* **PROBLEM**: The answer must be every line of the data that holds the word "iron".

◆ ◆ ◆ ◆ ◆ ◆ ◆

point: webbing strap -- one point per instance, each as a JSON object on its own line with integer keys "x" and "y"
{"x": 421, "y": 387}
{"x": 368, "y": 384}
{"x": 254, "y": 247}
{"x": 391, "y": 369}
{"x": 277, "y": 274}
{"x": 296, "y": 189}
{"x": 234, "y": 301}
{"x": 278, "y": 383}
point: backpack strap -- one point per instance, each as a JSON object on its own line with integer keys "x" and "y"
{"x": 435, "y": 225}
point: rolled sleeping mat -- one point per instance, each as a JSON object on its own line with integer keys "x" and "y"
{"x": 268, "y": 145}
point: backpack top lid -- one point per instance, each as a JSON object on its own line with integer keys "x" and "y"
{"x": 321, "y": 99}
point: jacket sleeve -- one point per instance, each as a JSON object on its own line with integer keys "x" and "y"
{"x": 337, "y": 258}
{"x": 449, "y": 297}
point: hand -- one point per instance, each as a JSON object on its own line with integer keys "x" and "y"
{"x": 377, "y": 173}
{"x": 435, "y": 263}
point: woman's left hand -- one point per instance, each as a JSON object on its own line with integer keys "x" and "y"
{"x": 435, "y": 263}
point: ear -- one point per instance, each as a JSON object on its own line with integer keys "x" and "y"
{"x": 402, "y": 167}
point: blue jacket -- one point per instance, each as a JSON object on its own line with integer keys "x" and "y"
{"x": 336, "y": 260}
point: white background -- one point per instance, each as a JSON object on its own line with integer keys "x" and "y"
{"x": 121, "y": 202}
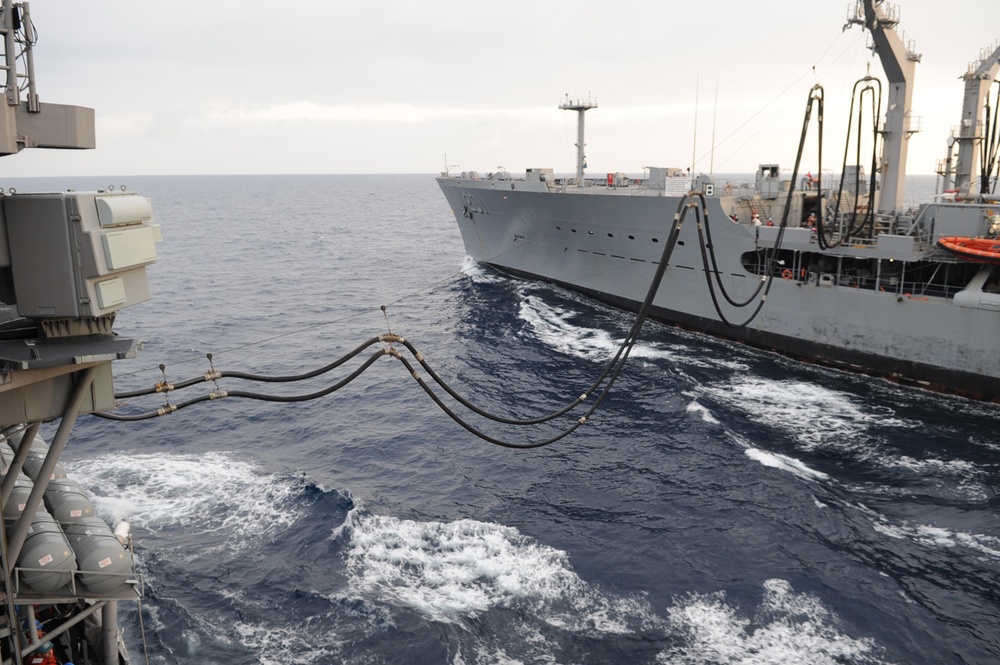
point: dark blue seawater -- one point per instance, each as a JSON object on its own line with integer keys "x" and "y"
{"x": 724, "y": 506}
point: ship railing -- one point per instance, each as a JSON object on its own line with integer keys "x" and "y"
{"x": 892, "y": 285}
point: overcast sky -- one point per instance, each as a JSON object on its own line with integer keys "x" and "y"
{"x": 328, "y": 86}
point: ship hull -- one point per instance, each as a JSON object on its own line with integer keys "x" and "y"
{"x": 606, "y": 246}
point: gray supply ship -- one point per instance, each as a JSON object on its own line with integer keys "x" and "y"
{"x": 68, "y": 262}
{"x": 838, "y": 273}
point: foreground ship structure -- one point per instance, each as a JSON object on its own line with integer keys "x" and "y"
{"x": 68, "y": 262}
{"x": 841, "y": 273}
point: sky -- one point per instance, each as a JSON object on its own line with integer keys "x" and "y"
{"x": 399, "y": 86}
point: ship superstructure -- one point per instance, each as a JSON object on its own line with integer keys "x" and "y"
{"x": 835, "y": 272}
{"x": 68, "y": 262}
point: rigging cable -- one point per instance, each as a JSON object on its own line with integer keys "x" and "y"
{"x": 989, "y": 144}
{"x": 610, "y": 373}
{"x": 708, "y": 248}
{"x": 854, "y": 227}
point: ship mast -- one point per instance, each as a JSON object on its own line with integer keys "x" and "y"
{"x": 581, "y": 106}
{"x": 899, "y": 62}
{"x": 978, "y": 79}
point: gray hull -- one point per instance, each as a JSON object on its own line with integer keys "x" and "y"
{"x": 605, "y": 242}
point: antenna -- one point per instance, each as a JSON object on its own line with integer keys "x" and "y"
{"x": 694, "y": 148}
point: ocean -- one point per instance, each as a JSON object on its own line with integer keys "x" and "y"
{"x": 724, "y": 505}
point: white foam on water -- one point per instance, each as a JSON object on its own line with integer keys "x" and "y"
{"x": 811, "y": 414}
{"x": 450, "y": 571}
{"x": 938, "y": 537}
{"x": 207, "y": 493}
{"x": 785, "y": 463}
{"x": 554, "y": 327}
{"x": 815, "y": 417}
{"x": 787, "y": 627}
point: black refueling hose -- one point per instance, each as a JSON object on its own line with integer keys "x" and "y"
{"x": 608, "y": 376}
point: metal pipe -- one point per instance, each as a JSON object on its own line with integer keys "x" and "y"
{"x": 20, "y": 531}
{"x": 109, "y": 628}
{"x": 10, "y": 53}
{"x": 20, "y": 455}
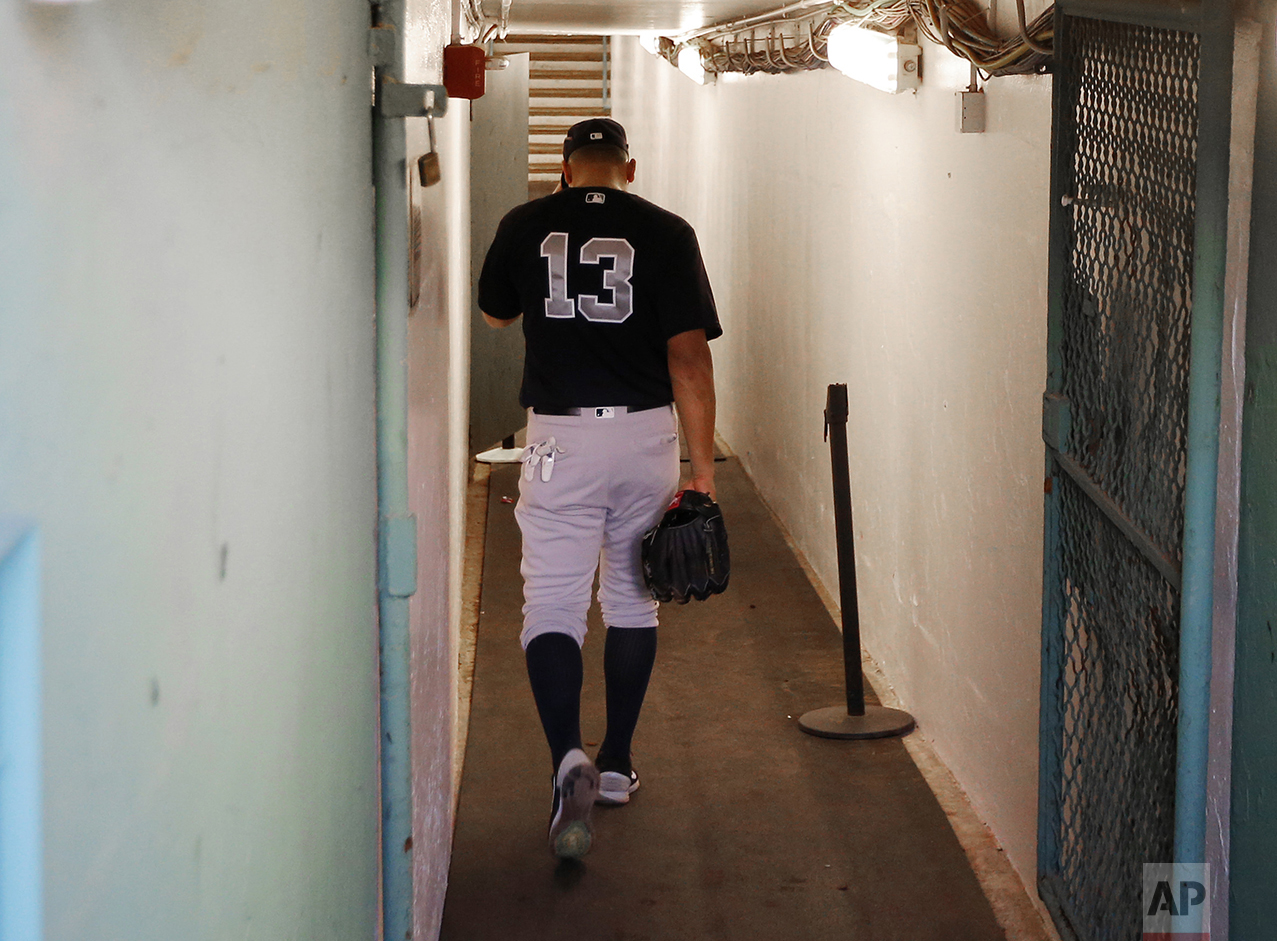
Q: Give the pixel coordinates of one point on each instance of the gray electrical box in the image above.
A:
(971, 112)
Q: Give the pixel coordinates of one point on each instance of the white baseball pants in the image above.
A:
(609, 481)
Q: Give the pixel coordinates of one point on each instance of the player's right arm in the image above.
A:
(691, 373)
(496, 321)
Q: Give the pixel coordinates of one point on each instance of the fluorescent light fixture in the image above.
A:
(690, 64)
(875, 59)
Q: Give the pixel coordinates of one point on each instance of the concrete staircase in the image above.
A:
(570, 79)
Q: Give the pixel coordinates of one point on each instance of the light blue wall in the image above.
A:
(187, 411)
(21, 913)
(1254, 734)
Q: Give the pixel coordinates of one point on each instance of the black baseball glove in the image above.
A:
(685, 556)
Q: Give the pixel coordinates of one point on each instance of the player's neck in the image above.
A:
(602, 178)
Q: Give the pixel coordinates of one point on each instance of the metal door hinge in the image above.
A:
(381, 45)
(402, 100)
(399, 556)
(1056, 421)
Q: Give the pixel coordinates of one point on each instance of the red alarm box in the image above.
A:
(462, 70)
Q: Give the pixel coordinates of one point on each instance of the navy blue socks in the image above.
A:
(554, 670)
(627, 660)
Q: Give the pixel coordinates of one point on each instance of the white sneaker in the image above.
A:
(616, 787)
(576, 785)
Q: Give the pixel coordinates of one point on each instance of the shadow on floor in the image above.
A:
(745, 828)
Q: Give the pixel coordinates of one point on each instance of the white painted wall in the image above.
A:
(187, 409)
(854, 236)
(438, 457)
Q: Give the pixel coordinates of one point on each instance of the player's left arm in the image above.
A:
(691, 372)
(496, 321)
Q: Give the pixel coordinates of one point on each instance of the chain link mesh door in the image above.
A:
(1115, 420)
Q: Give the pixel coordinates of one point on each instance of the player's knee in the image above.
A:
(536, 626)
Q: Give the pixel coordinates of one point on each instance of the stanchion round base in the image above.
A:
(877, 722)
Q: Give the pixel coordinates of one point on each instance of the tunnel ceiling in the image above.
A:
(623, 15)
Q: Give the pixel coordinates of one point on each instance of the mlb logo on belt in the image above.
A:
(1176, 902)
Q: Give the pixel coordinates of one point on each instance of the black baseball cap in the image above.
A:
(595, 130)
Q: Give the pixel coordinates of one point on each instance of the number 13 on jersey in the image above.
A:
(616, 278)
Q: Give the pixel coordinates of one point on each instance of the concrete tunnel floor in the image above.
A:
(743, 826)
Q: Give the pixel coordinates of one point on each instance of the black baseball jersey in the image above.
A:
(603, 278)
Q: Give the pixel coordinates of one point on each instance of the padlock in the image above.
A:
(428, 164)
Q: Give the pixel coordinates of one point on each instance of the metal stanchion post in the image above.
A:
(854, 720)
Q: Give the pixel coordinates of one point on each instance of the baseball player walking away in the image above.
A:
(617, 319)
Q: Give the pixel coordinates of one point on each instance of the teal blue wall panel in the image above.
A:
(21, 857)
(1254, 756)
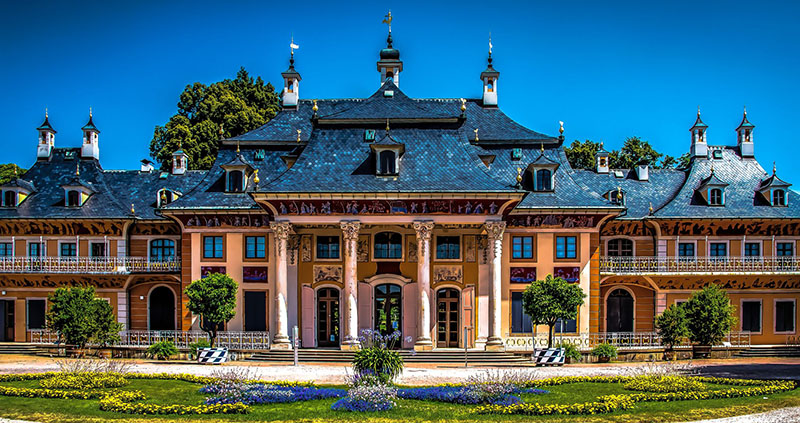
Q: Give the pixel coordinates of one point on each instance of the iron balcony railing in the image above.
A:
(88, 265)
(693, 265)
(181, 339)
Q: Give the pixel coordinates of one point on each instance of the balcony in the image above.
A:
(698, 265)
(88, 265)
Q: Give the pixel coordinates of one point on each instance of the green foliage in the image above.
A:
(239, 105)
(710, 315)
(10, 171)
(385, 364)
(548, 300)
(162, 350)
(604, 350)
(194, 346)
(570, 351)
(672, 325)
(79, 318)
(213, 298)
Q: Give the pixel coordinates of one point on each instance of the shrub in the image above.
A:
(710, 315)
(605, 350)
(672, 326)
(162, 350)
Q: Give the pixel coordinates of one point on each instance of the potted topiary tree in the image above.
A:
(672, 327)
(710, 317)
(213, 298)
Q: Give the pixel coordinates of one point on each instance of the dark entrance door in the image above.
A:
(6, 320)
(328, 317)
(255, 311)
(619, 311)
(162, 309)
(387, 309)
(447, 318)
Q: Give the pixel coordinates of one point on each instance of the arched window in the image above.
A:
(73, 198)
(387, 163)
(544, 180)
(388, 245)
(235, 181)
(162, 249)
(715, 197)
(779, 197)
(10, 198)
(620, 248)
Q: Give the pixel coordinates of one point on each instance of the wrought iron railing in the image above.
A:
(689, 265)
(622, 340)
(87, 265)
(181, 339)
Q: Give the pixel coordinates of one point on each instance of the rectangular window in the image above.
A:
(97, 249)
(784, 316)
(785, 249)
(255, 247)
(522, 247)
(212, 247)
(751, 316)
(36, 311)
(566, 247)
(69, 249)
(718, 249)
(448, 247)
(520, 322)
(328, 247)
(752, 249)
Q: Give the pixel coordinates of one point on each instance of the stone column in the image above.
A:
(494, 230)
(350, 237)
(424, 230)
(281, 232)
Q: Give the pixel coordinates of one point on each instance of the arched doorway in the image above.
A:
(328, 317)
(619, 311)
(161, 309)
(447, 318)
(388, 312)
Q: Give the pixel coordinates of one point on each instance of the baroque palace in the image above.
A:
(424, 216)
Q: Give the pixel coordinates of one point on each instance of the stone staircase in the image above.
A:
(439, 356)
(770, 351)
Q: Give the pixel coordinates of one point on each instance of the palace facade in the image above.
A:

◆ ◆ ◆ ◆ ◆ ◆ ◆

* **YOUR RESPONSE**:
Q: Give the pixel coordinates of one point on each instance of the iron balcony railing in the image above.
Q: Give the pixel coordinates of one point on each instance of the wrought iron railing in the image above.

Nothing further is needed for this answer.